What is asked> Collect every line in the records below that contains the word "segment", and copy each of those lines in full.

Source data>

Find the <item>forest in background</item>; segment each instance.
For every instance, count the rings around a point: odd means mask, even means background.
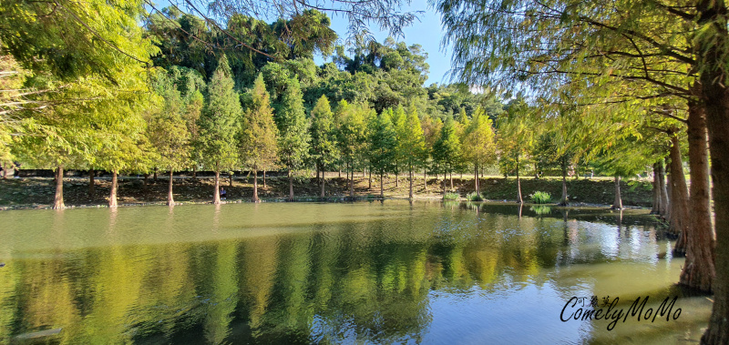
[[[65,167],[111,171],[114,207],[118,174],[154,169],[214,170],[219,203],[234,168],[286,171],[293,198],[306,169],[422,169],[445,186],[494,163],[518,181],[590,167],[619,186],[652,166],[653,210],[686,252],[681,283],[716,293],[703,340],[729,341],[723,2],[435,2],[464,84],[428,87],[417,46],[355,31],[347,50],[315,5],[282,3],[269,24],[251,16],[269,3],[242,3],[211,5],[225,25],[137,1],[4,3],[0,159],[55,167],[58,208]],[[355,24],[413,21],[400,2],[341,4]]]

==

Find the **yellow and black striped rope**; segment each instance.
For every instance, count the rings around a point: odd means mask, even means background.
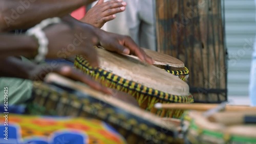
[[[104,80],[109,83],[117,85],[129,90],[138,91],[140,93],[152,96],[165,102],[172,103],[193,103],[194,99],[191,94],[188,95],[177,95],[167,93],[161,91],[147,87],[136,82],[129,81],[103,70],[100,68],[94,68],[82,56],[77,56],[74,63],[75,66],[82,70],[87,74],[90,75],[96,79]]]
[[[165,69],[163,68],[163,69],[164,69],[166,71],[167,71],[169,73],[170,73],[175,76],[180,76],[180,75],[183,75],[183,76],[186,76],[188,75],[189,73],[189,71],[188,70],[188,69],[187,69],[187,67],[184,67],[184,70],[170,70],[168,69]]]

Expected answer>
Find the <item>forest in background</item>; segment each instance.
Find the **yellow and black striped rope**; segment each instance.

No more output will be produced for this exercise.